Retype every line of the records below character for character, changing nothing.

=== RECORDS PROVIDED ===

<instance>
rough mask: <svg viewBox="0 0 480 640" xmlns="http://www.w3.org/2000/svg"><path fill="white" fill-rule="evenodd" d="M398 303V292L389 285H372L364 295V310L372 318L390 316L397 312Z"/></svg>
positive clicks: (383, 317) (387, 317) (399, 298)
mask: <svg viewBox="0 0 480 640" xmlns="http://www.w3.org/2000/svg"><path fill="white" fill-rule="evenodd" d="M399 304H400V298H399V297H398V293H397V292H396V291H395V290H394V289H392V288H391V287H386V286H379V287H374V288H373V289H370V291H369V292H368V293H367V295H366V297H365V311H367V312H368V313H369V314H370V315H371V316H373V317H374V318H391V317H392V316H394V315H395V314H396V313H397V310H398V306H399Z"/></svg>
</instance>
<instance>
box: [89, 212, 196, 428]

===

■ SOLUTION
<instance>
rough mask: <svg viewBox="0 0 480 640" xmlns="http://www.w3.org/2000/svg"><path fill="white" fill-rule="evenodd" d="M398 303V292L389 285H372L364 295V310L372 318L390 316L397 312Z"/></svg>
positive clicks: (383, 317) (387, 317) (399, 298)
mask: <svg viewBox="0 0 480 640" xmlns="http://www.w3.org/2000/svg"><path fill="white" fill-rule="evenodd" d="M399 304H400V298H399V297H398V293H397V292H396V291H395V290H394V289H392V288H391V287H386V286H379V287H374V288H373V289H370V291H369V292H368V293H367V295H366V297H365V311H367V312H368V313H369V314H370V315H371V316H373V317H374V318H391V317H392V316H394V315H395V314H396V313H397V310H398V306H399Z"/></svg>
</instance>
<instance>
box: [89, 212, 196, 428]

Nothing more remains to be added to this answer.